> **To be done**
1) In the Tampa train ride thread, what reason does one reply give for the ride offering great photo opportunities? Answer in one to three sentences.
2) Carry on the Tampa train ride thread from its last line.

> **Document section**
● ● ● ● ● ● ●

# Bush Gardens train ride...Tampa FL.



## smcgill (Jan 2, 2008)

O.K. who has been on the Train Ride Bush Garden Tampa FL. ?What do you think?Is it worth it?Do they have a behind the scenes tour ?Going March 12 or 13th!Interested in your opinion.I know I asked for it!!!Sean


----------



## Rail Planet (Jan 22, 2012)

I think that it's 3' narrow gauge, and I'm pretty sure that the locomotives are "models." The trains look a little fake, but they're not the worst. 
I thought it was cool to see the railroad from the sky ride thing, I didn't actually ride the trains, though. 
You could drive a little and go to CSX's Yeoman Yard, also in Tampa, if you want to see some bigger trains.


----------



## Bob Pero (Jan 13, 2008)

You are right. They are narrow guage locomotives based on trains that once ran in Africa. They run on propane for environmental reasons. Very hot and dirty job when the summer temps rise in Tampa. They actually train their engineers on site, and have esveral that are women. No behind the scenes tours like they have at Disney. Very relaxing ride with some great photo ops since the animals are not afraid of the train noise.


----------



## narrow_gauge (Jan 3, 2008)

I've never been there, but I have a roundabout connection to the railroad there. The engines are all 3' gauge Crown Metal Products 4-4-0 steam locomotives. I believe they own four of them. They are propane fired. Sadly, it seems all of their engines are terribly out of time and lope along (this from the videos I have watched). 

Crowns are a bit toylike, but they are also (in my opinion) pretty good looking machines for a semi mass produced theme park product. They are not models or scaled back. They are full size, 25 ton, steam locomotives. I think you will enjoy seeing them if you like steam at all. 

Anyway, my vague connection.... I ran the Crown at Six Flags St. Louis for 6 seasons until last year. Six Flags StL originally had two trains, but sold engine #5 in the early 1980s. This engine is now the yellow engine at Busch Gardens Tampa (significantly altered from its as built configuration). We engineers always wished we could have the #5 back on her home rails and looking like a "proper" locomotive again... some of the mods done by Busch are in the realm of Dr. Suess. 

But, I digress. If you like steam, you'll probably at least get a little enjoyment out of visiting the Busch Gardens railroad. 

Have Fun! 
Andrew Dean


----------



## smcgill (Jan 2, 2008)

Well I did go and ride the trains.

● ● ● ● ● ● ●

> **Entries**
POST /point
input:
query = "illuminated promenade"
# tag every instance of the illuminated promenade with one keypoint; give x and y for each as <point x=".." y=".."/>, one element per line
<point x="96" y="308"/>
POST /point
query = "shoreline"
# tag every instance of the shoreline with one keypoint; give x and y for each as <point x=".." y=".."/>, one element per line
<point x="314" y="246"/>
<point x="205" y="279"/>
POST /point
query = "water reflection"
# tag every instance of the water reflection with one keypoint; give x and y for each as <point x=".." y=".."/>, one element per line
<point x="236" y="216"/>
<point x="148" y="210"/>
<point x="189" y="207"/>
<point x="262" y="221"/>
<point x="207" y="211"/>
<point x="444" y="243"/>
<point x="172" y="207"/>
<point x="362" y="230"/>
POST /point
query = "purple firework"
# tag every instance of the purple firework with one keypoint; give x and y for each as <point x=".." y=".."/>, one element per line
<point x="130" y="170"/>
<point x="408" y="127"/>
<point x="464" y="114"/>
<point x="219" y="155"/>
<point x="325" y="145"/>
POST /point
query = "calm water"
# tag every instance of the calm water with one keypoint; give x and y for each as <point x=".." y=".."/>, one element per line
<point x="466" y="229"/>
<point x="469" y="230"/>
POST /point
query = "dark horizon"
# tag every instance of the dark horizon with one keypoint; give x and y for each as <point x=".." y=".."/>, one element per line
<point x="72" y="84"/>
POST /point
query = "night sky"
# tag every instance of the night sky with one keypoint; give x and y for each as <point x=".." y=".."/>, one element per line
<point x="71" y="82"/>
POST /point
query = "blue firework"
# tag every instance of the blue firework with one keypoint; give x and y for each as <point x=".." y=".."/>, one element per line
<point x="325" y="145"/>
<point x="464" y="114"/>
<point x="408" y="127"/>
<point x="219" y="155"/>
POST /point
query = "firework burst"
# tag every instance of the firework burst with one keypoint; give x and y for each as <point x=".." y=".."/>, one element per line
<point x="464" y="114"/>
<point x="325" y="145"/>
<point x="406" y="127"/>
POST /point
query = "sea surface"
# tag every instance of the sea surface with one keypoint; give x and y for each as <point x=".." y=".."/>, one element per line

● ● ● ● ● ● ●

> **Results for the exercise**
1) The ride offers great photo opportunities because the animals are not afraid of the train noise.

2)
Best thing were a couple of female engineers...Coveralls never looked so good! 
The stops between station were way to long!!!! 
Interesting seeing the propane tanks stick up in the tender! 
Still the train ride was good when moving. 
Sean


----------



## Greg Elmassian (Jan 3, 2008)

Pictures? 

Greg


----------



## joe rusz (Jan 3, 2008)

Not to hijack Sean's thread, but speaking of amusement park trains rides, let's not forget Knott's Berry Farm (or whatever they call it now), which has two, actual DRG&W steam locos and lots of vintage rolling stock. Several years ago when the Big Train Show was still on The Boat (Queen Mary), I took one of the the show's tours, which took us behind the scenes and let us ride our own train as much as we wanted. I even got a cab ride. Plus they fed us one of Knott's fable fried chicken dinners!


----------



## Greg Elmassian (Jan 3, 2008)




----------



## bnsfconductor (Jan 3, 2008)

Posted By Greg Elmassian on 21 Mar 2012 08:57 PM


----------



## smcgill (Jan 2, 2008)

Come on, I'm not that stupid! 
I don't want Shad mad @ me! 
Sean


----------



## Greg Elmassian (Jan 3, 2008)

Huh? Shad will get mad at you for posting pictures of a train ride? 

I did not ask for pictures of girls... 

Greg


----------



## bnsfconductor (Jan 3, 2008)

I'm really confused now....


----------



## afinegan (Jan 2, 2008)

If you ever heard of Robb Alvey and the theme park review crew, there website is great, they put crazy rollercoaster trips together all over the world, great group!

This is there last visit to knotts, page 3 has a ton of pics with the trains at knotts (someone earlier mentioned knotts, I just know they just had a behind the scenes pic posting!)

http://www.themeparkreview.com/park...p;pageno=3


----------



## smcgill (Jan 2, 2008)

Wife had camera, I was allowed to go all by my self!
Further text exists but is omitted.